* Begin Source data *

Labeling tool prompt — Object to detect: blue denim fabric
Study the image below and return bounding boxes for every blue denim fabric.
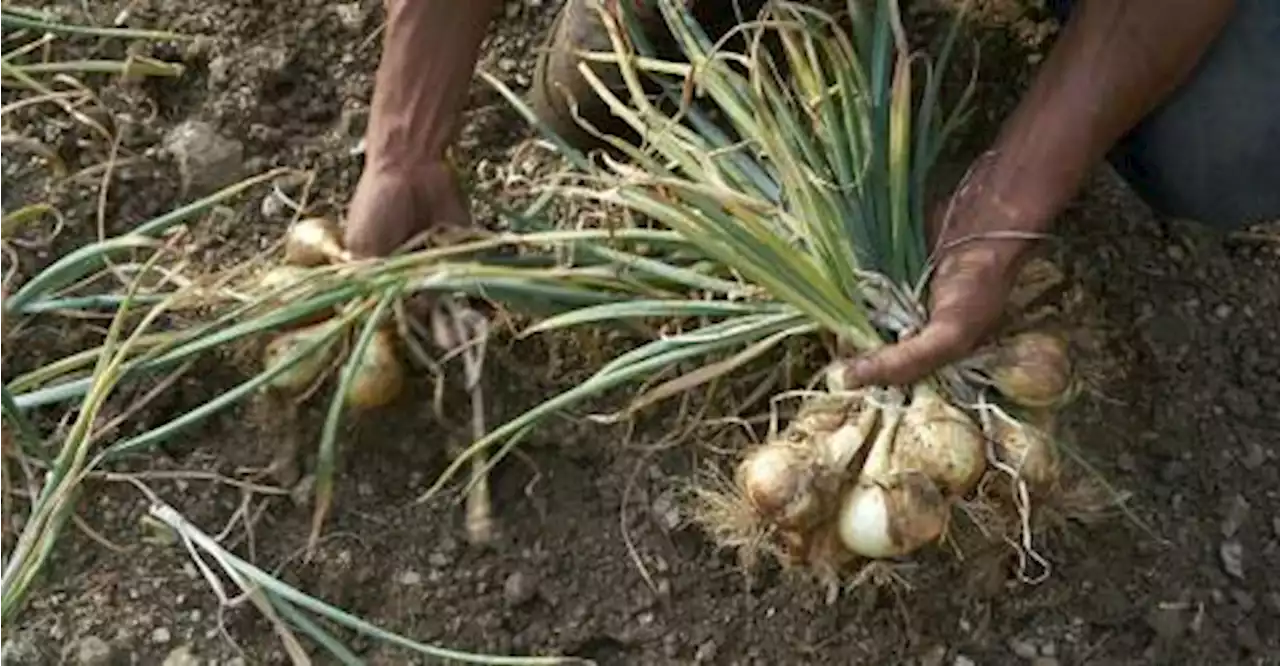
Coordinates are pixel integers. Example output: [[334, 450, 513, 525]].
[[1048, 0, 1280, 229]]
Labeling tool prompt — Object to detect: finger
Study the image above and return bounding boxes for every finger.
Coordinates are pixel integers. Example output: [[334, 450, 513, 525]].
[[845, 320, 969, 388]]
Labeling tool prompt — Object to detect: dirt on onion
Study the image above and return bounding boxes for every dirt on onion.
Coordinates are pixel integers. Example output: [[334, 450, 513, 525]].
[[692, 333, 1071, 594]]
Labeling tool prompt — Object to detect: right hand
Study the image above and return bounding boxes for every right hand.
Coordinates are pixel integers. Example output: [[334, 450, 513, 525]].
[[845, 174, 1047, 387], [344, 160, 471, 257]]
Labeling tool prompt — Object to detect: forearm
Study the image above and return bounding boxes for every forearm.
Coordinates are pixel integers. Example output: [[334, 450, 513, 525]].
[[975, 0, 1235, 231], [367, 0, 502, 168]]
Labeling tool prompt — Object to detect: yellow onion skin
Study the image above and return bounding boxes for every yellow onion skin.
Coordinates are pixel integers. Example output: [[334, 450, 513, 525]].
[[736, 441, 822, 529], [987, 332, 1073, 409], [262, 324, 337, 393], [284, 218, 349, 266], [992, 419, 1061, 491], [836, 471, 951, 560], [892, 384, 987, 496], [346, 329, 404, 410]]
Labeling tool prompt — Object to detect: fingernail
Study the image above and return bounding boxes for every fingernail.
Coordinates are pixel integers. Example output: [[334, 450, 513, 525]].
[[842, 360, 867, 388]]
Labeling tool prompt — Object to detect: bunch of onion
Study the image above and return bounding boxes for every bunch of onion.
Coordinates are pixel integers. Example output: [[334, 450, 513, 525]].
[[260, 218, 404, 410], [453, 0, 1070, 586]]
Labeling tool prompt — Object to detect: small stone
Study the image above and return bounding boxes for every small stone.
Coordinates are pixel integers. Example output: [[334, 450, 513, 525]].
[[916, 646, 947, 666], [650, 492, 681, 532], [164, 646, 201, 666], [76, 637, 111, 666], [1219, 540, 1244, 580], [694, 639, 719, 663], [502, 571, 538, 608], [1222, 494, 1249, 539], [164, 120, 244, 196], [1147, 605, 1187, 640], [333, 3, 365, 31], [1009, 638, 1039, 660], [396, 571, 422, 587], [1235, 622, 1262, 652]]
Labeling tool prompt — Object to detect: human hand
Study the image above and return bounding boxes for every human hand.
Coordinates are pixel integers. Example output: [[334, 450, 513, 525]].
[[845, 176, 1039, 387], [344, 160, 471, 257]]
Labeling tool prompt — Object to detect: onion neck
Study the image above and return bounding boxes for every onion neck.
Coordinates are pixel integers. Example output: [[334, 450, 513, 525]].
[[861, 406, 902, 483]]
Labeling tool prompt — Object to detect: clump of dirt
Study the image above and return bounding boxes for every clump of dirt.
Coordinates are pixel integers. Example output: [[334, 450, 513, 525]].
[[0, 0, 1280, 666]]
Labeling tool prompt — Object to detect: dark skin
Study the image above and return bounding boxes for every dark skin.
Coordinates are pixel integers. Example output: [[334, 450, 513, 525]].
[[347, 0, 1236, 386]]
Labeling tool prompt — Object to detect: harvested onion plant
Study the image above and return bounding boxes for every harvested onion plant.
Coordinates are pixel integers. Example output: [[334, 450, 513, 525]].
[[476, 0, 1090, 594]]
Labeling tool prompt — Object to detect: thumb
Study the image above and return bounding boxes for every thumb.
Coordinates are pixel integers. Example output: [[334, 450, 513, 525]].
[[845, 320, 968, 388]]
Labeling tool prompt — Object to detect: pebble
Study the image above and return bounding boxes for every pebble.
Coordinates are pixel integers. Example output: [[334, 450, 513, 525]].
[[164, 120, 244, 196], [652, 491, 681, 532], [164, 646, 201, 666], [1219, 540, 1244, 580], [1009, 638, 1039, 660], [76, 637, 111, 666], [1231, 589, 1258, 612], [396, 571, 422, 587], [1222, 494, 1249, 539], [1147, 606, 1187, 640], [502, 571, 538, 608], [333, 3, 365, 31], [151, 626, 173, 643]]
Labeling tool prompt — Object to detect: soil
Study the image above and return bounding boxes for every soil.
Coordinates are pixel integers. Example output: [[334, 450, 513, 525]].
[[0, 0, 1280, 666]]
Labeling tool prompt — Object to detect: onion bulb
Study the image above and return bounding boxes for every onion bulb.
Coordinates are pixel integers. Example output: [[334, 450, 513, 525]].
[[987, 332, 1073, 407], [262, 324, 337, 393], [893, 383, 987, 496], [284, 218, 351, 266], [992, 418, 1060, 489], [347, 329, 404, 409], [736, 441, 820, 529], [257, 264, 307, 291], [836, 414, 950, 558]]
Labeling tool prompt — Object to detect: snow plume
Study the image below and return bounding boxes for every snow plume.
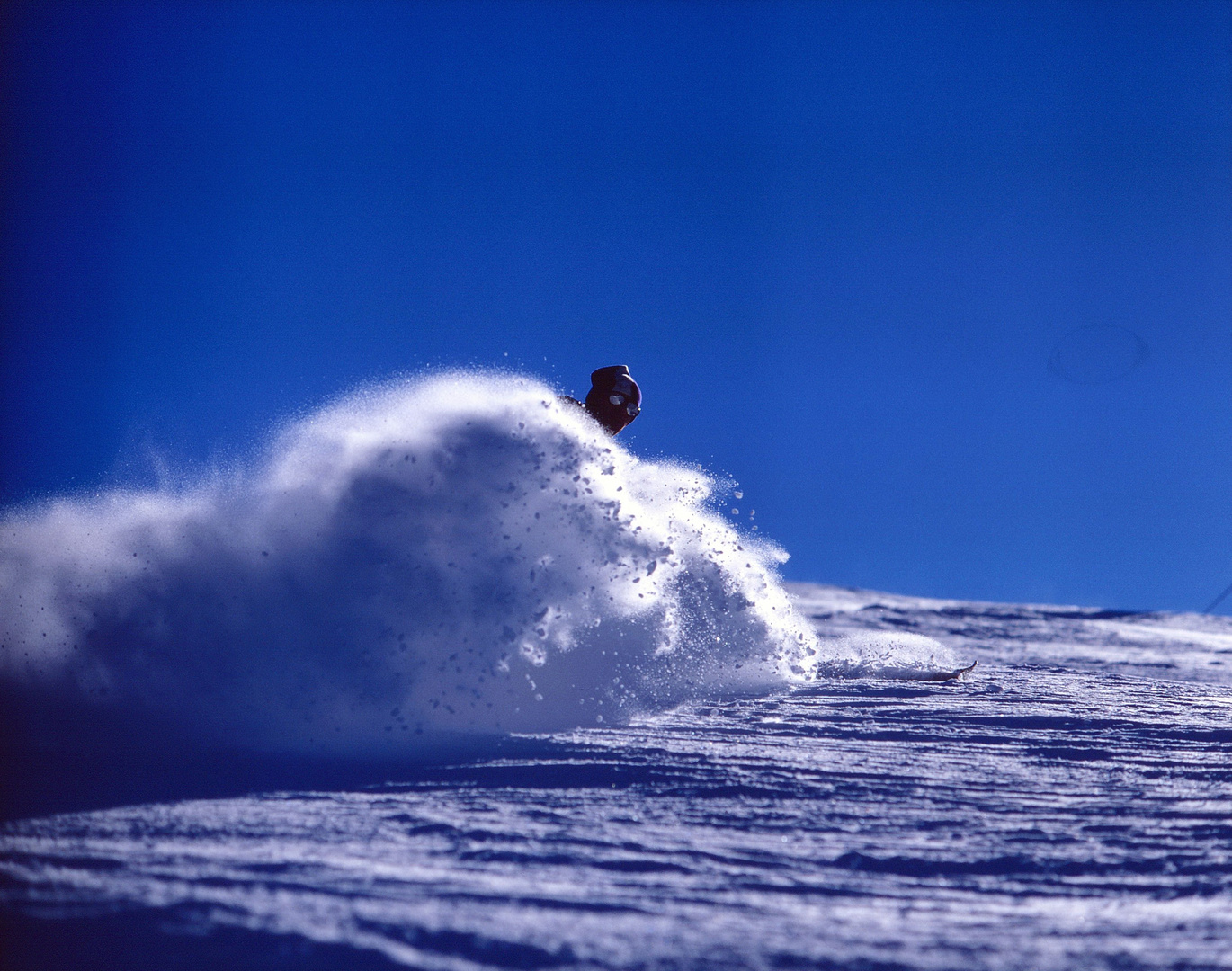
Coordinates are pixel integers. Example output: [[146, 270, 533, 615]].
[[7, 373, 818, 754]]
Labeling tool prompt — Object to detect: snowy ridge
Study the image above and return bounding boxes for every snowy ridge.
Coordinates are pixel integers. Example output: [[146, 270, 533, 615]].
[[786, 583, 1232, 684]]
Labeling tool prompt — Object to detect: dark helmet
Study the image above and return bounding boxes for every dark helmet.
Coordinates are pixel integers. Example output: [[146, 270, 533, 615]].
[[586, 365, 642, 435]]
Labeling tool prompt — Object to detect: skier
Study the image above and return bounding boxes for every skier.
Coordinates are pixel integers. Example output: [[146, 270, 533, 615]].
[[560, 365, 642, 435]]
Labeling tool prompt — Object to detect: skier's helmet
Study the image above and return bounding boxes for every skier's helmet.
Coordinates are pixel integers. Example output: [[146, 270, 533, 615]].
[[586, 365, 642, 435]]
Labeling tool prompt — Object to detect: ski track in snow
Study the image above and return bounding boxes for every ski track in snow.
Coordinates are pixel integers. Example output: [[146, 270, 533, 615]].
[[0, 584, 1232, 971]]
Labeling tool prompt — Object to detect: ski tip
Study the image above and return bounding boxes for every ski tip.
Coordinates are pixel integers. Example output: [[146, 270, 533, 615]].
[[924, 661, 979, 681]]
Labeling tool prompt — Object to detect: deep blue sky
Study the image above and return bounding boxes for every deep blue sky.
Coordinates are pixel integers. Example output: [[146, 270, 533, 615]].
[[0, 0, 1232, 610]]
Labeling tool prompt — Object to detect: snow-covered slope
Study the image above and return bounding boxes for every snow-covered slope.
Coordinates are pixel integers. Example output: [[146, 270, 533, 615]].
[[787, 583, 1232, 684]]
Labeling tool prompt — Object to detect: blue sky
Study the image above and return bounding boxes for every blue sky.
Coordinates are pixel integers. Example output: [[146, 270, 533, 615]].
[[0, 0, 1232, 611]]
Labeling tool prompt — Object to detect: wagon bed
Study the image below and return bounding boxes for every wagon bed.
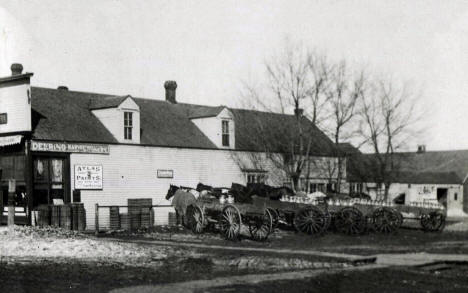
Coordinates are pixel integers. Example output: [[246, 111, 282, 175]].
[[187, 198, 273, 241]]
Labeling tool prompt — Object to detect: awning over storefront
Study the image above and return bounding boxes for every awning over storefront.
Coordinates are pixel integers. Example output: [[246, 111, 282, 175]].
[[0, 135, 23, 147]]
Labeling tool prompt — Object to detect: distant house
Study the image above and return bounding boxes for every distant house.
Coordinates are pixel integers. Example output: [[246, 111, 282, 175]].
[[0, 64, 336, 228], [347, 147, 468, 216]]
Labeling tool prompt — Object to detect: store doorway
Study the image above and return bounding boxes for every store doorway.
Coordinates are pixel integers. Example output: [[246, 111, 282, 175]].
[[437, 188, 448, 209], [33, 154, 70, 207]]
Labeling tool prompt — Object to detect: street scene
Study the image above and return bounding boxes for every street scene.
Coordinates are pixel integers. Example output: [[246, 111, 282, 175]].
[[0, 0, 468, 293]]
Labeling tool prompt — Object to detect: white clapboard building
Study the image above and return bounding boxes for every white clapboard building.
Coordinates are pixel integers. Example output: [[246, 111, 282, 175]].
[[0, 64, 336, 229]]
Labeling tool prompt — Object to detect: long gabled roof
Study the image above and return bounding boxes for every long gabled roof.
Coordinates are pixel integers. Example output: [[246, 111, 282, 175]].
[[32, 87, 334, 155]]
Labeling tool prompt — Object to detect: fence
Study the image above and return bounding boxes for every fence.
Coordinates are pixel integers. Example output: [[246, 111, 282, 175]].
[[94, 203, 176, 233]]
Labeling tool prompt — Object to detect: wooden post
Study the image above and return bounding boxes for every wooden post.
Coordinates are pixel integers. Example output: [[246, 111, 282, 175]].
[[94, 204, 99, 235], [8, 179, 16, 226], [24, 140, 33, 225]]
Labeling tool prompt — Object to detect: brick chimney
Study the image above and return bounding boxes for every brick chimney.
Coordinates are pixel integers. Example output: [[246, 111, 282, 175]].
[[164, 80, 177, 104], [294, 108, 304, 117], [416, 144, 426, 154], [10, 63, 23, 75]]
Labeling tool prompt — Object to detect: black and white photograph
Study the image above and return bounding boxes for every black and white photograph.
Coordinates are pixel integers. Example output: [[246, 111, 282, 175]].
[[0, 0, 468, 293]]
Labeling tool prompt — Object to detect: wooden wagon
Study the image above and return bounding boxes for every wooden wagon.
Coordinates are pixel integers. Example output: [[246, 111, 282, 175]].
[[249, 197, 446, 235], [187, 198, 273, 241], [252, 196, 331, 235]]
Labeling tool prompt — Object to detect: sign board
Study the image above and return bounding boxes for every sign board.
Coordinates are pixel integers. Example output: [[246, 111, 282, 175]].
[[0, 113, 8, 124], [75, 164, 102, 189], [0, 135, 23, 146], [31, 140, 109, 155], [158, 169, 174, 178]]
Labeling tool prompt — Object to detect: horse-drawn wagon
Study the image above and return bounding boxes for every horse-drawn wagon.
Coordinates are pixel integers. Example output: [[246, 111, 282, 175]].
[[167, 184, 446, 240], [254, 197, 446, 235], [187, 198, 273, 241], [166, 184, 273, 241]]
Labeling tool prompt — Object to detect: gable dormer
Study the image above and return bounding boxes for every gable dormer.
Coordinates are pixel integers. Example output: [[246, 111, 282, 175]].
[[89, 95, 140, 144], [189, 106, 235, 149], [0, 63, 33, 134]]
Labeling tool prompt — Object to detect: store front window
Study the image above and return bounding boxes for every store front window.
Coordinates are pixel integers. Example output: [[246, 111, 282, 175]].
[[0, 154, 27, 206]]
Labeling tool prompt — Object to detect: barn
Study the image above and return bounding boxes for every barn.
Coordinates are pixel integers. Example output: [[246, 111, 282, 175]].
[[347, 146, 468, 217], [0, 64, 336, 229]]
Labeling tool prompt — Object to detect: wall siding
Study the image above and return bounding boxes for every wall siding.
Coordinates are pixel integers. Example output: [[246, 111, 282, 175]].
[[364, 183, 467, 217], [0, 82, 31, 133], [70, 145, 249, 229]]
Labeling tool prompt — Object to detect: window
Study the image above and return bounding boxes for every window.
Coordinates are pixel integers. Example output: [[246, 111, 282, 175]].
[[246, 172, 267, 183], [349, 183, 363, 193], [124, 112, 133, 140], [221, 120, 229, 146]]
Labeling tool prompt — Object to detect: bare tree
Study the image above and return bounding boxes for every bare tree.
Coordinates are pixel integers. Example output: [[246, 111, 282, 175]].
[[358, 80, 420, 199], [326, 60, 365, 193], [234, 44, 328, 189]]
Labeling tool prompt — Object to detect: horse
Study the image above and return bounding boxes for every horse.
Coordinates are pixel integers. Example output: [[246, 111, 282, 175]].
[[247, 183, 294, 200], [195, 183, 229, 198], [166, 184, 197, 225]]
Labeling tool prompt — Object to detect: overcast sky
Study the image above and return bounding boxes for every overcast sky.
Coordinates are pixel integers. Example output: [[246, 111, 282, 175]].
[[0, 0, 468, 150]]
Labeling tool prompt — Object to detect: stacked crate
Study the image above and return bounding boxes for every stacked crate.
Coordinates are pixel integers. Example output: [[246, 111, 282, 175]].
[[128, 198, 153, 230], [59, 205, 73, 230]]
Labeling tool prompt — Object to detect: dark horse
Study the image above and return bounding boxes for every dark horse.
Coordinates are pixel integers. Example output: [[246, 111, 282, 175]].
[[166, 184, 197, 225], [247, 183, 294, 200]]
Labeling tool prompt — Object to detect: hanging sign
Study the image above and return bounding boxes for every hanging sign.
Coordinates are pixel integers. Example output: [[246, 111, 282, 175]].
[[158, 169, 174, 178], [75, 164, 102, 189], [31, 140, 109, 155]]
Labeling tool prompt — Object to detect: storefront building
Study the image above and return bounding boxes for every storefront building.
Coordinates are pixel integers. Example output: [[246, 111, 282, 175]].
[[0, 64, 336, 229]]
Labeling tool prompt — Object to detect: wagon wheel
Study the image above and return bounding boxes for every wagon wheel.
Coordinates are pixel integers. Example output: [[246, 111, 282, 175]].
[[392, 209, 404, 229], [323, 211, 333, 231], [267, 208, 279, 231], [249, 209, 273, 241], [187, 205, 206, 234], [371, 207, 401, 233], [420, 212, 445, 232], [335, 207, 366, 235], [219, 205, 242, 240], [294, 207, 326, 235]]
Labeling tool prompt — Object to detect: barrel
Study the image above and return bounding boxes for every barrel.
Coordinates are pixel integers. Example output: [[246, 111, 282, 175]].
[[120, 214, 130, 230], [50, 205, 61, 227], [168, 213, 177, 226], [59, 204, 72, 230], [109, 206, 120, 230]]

* End Source data *

Rewrite everything from "Labeling tool prompt — Object to detect: bunch" down to "[[260, 218, 404, 410], [453, 0, 1070, 586]]", changing "bunch of onion" to "onion bunch" and keeping the rest unchanged. Give only that span.

Output for this task |
Labeling tool prompt — Object to detect: onion bunch
Study the image above and return bounding boxes for every onion bunch.
Coordinates are pixel integers. Example output: [[334, 450, 513, 525]].
[[260, 218, 404, 410], [453, 0, 1070, 586]]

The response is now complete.